::: Supplied records

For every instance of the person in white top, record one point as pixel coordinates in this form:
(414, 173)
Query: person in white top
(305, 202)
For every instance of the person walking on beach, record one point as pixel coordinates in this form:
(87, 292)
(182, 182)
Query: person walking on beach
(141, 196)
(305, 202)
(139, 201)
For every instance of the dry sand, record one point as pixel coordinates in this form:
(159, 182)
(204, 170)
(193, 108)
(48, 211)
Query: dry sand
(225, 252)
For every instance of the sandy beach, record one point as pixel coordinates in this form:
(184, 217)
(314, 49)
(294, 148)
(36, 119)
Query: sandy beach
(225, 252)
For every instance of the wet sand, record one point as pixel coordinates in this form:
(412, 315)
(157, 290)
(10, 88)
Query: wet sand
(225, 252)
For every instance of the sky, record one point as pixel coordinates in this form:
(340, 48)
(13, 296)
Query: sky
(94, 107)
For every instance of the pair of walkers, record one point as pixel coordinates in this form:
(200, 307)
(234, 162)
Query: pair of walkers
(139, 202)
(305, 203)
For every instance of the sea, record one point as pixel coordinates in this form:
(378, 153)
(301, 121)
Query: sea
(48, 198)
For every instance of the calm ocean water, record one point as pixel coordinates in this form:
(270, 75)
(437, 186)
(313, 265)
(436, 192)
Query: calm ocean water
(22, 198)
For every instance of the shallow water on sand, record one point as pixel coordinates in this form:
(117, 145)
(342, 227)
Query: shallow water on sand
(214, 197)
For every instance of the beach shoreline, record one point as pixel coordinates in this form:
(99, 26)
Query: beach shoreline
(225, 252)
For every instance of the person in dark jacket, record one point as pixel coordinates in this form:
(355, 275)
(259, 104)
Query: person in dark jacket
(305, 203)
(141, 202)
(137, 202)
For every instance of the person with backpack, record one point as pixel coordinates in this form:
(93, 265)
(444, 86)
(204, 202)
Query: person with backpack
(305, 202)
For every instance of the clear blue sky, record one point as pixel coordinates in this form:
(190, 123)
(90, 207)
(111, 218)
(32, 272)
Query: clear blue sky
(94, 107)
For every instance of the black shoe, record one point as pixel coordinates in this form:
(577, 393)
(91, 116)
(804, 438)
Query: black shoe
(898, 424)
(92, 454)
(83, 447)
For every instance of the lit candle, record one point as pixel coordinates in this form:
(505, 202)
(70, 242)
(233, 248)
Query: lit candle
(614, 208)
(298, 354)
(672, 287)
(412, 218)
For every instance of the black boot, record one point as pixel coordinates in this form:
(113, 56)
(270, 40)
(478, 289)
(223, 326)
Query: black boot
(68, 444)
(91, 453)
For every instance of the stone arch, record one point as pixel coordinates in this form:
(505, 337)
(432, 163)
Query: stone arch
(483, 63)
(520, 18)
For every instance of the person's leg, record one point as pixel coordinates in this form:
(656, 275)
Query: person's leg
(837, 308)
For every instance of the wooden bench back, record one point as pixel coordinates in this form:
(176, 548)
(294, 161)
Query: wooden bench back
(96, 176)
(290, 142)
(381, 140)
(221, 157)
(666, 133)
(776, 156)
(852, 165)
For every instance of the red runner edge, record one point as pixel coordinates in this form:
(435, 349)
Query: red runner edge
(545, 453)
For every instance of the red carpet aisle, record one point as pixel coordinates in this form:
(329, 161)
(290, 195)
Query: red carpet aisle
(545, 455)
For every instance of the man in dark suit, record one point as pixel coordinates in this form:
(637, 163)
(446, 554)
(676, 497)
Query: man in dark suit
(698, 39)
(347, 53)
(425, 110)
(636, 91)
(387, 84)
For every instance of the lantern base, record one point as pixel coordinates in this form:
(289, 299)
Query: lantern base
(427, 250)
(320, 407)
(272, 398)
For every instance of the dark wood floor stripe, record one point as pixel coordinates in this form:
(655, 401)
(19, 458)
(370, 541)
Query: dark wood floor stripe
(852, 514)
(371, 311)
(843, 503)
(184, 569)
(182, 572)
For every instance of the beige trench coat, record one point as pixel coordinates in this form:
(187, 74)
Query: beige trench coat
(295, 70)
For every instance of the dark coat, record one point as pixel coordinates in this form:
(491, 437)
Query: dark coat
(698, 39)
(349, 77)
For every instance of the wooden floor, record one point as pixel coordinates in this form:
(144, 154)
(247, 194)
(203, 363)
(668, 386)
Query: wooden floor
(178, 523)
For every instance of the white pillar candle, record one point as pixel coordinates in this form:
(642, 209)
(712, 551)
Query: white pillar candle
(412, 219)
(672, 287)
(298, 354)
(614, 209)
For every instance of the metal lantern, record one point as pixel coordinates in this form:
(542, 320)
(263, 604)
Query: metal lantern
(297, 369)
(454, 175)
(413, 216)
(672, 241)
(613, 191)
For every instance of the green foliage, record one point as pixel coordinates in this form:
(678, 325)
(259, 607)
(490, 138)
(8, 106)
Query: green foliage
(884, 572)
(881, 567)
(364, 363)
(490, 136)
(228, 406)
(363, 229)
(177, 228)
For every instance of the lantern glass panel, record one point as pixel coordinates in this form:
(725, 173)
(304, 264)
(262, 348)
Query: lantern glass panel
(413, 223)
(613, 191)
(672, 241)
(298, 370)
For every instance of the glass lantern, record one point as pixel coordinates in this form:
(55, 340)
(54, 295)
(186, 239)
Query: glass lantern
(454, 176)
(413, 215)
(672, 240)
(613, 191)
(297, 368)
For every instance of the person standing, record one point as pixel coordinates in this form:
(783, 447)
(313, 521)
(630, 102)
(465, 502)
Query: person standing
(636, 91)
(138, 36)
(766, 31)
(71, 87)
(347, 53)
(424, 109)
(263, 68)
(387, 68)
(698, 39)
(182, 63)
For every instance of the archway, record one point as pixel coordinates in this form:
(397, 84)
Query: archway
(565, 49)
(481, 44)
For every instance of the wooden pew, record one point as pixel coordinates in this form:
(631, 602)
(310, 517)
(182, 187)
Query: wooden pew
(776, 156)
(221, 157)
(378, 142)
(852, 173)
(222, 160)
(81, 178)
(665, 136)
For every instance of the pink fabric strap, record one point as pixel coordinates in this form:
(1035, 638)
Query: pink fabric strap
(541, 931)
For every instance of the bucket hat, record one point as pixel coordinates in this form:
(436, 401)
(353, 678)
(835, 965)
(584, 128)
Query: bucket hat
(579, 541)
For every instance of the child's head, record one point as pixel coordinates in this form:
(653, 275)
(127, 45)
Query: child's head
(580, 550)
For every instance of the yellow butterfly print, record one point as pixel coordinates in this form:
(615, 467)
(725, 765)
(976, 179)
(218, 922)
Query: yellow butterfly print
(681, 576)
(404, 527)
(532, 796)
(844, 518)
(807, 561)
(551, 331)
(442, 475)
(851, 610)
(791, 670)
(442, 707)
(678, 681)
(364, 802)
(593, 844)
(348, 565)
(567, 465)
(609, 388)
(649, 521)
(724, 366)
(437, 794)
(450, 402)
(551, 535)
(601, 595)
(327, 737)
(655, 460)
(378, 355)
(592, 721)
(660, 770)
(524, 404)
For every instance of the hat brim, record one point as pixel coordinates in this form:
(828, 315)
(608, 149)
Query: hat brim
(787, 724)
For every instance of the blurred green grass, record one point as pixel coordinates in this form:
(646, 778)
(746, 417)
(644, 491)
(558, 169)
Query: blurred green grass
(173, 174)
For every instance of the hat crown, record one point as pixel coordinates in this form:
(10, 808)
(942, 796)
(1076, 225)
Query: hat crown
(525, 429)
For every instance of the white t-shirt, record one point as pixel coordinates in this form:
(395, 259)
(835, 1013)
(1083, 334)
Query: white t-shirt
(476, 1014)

::::::

Given exercise |
Put every line of the records above into a numbered list, leaving out any blank lines.

Task output |
1. For every instance of the person in white top, record one point as pixel coordinates in this form:
2. (414, 173)
3. Query: person in white top
4. (305, 202)
5. For every instance of the person walking on beach, record one point as pixel coordinates in this form:
6. (87, 292)
7. (182, 182)
8. Query: person walking on beach
9. (141, 196)
10. (305, 202)
11. (139, 201)
12. For every instance of the dry sand, record one point as pixel coordinates in this form:
13. (159, 182)
14. (204, 170)
15. (193, 108)
16. (48, 211)
17. Query: dry sand
18. (225, 252)
19. For every instance of the sandy beach, record one point as pixel coordinates in this form:
20. (184, 217)
21. (314, 49)
22. (294, 148)
23. (36, 119)
24. Query: sandy beach
25. (225, 252)
26. For every instance of the wet sand, record one point as pixel coordinates in this form:
27. (412, 315)
28. (157, 290)
29. (10, 88)
30. Query: wet sand
31. (225, 252)
32. For every instance of the sky, record one point as pixel coordinates in this form:
33. (340, 48)
34. (13, 296)
35. Query: sky
36. (94, 107)
37. For every instance of the pair of walkers, record one point as pixel coordinates in this form:
38. (200, 307)
39. (234, 162)
40. Query: pair of walkers
41. (139, 202)
42. (305, 203)
43. For every instance of the sea, record one point as pixel coordinates in this form:
44. (378, 153)
45. (301, 121)
46. Query: sea
47. (48, 198)
48. For every instance of the calm ocean water, record one point as pixel coordinates in this form:
49. (270, 75)
50. (437, 186)
51. (313, 265)
52. (436, 192)
53. Query: calm ocean water
54. (22, 198)
55. For every instance of the shallow water on sand, record one point as pixel coordinates in this form:
56. (117, 145)
57. (342, 227)
58. Query: shallow water on sand
59. (214, 197)
60. For every instance of the beach shoreline, record one point as pixel coordinates in this form:
61. (99, 26)
62. Query: beach shoreline
63. (225, 252)
64. For every instance of the person in dark jacket, record one point as pixel coordinates in this form:
65. (355, 275)
66. (259, 104)
67. Query: person in dark jacket
68. (305, 203)
69. (141, 202)
70. (137, 202)
71. For every instance of the person with backpack, record one point as pixel coordinates in this form:
72. (93, 265)
73. (444, 86)
74. (204, 202)
75. Query: person with backpack
76. (305, 202)
77. For every instance of the clear blue sky, record one point as pixel coordinates in this form:
78. (190, 123)
79. (90, 207)
80. (111, 218)
81. (32, 272)
82. Query: clear blue sky
83. (94, 107)
84. For every instance of the black shoe, record one point as pixel coordinates in this form:
85. (577, 393)
86. (91, 116)
87. (804, 438)
88. Query: black shoe
89. (898, 424)
90. (92, 454)
91. (83, 447)
92. For every instance of the lit candle, record one point as pixel coordinates in this form:
93. (505, 202)
94. (70, 242)
95. (233, 248)
96. Query: lit candle
97. (614, 208)
98. (298, 354)
99. (672, 287)
100. (412, 218)
101. For every instance of the black boot, record one point as pixel coordinates in this form:
102. (113, 56)
103. (270, 40)
104. (478, 289)
105. (223, 326)
106. Query: black boot
107. (68, 444)
108. (91, 453)
109. For every instance of the stone arch, record one point as pixel coordinates in this form:
110. (505, 337)
111. (432, 163)
112. Query: stone arch
113. (483, 63)
114. (520, 18)
115. For every instance of the person's leg, record one point as pixel coordinates in this form:
116. (656, 275)
117. Query: person's leg
118. (837, 308)
119. For every instance of the wooden bench back, record one point as pixel coordinates in this form:
120. (176, 548)
121. (294, 161)
122. Query: wooden bench back
123. (96, 176)
124. (290, 142)
125. (381, 140)
126. (221, 157)
127. (666, 133)
128. (776, 156)
129. (852, 165)
130. For every instance of the red runner edge, record one point as pixel coordinates in this form:
131. (435, 349)
132. Query: red runner edge
133. (545, 453)
134. For every instance of the red carpet aisle, record one point as pixel coordinates in this form:
135. (329, 161)
136. (290, 195)
137. Query: red carpet aisle
138. (545, 455)
139. For every instance of the man in dark suit, record one point as pixel coordinates in this form:
140. (637, 163)
141. (446, 554)
142. (676, 497)
143. Query: man in dark suit
144. (698, 39)
145. (347, 53)
146. (425, 110)
147. (636, 91)
148. (387, 84)
149. For every instance of the lantern base, record one point as pixel coordinates in this form:
150. (289, 299)
151. Query: lantern base
152. (427, 250)
153. (320, 407)
154. (272, 398)
155. For every instance of the dark wood floor stripe, record one point as pixel coordinates in this form:
156. (655, 401)
157. (19, 458)
158. (370, 541)
159. Query: dark wood floor stripe
160. (852, 514)
161. (371, 311)
162. (843, 503)
163. (184, 569)
164. (182, 572)
165. For every instance of the beige trench coat, record one point as pixel coordinates in this form:
166. (187, 74)
167. Query: beige trench coat
168. (295, 70)
169. For every instance of the dark coat, record one point as pixel coordinates in this form:
170. (491, 437)
171. Query: dark coat
172. (698, 39)
173. (349, 77)
174. For every instance of the wooden floor, record one point as pixel coordinates in this form:
175. (144, 154)
176. (247, 194)
177. (203, 363)
178. (668, 386)
179. Query: wooden floor
180. (178, 523)
181. For every instance of the white pillar candle, record one point as pixel coordinates in this form:
182. (642, 209)
183. (712, 551)
184. Query: white pillar candle
185. (412, 219)
186. (672, 287)
187. (298, 354)
188. (614, 209)
189. For every instance of the metal lantern, record one point as pixel coordinates in this form:
190. (542, 320)
191. (263, 604)
192. Query: metal lantern
193. (297, 369)
194. (454, 175)
195. (413, 216)
196. (672, 241)
197. (613, 191)
198. For every instance of the green foliage, record one point as pixel coordinates in this form:
199. (678, 325)
200. (259, 607)
201. (490, 138)
202. (8, 106)
203. Query: green foliage
204. (884, 572)
205. (881, 567)
206. (364, 363)
207. (490, 136)
208. (228, 406)
209. (363, 229)
210. (177, 228)
211. For every instance of the lantern glass panel, record one point as pixel coordinates in this form:
212. (725, 173)
213. (304, 264)
214. (262, 348)
215. Query: lantern glass panel
216. (413, 223)
217. (613, 191)
218. (672, 241)
219. (298, 370)
220. For every instance of the glass lantern, record one point as pixel coordinates in this form:
221. (55, 340)
222. (54, 295)
223. (186, 239)
224. Query: glass lantern
225. (454, 176)
226. (413, 215)
227. (672, 240)
228. (613, 191)
229. (297, 368)
230. For every instance of the person standing, record one point as pixel coordinates in this form:
231. (783, 447)
232. (313, 521)
233. (630, 102)
234. (465, 502)
235. Query: person standing
236. (636, 91)
237. (138, 36)
238. (766, 31)
239. (71, 87)
240. (347, 53)
241. (424, 109)
242. (263, 68)
243. (387, 68)
244. (698, 39)
245. (182, 63)
246. For every instance of the archway, record one point as pixel coordinates in this form:
247. (397, 84)
248. Query: archway
249. (565, 49)
250. (481, 44)
251. For every instance of the wooden pew, record one point as pixel coordinates in this form:
252. (631, 602)
253. (310, 517)
254. (182, 187)
255. Query: wooden pew
256. (776, 156)
257. (221, 157)
258. (378, 142)
259. (852, 173)
260. (222, 160)
261. (81, 178)
262. (665, 136)
263. For every instance of the pink fabric strap, record one point as pixel coordinates in this form:
264. (1035, 638)
265. Query: pink fabric strap
266. (541, 931)
267. For every instance of the bucket hat, record one point as pixel coordinates in this form:
268. (436, 401)
269. (353, 678)
270. (835, 965)
271. (584, 128)
272. Query: bucket hat
273. (579, 541)
274. For every instance of the child's head, record one point as pixel coordinates in this form:
275. (653, 275)
276. (127, 45)
277. Query: child's head
278. (580, 550)
279. For every instance of the yellow butterfly print, record one point as pixel coordinates in this form:
280. (615, 467)
281. (725, 765)
282. (976, 179)
283. (218, 922)
284. Query: yellow butterfly print
285. (681, 576)
286. (404, 527)
287. (532, 796)
288. (844, 518)
289. (807, 561)
290. (551, 331)
291. (442, 475)
292. (851, 610)
293. (791, 670)
294. (442, 707)
295. (678, 681)
296. (364, 802)
297. (593, 844)
298. (348, 565)
299. (567, 465)
300. (609, 388)
301. (649, 521)
302. (724, 366)
303. (437, 794)
304. (450, 402)
305. (551, 535)
306. (601, 595)
307. (327, 737)
308. (655, 460)
309. (378, 355)
310. (592, 721)
311. (660, 770)
312. (524, 404)
313. For every instance of the hat brim, record one point as pixel coordinates in this form:
314. (828, 315)
315. (608, 149)
316. Query: hat brim
317. (787, 724)
318. For every instance of the blurred green grass, record one point as pixel coordinates in this form:
319. (646, 778)
320. (746, 417)
321. (644, 491)
322. (558, 169)
323. Query: blurred green grass
324. (173, 174)
325. For every instance of the hat crown, record one point as pixel coordinates in this form:
326. (10, 808)
327. (942, 796)
328. (1076, 225)
329. Query: hat crown
330. (525, 429)
331. For every instance of the white t-shirt, record one point as pixel coordinates in this form:
332. (395, 259)
333. (835, 1013)
334. (1083, 334)
335. Query: white t-shirt
336. (476, 1014)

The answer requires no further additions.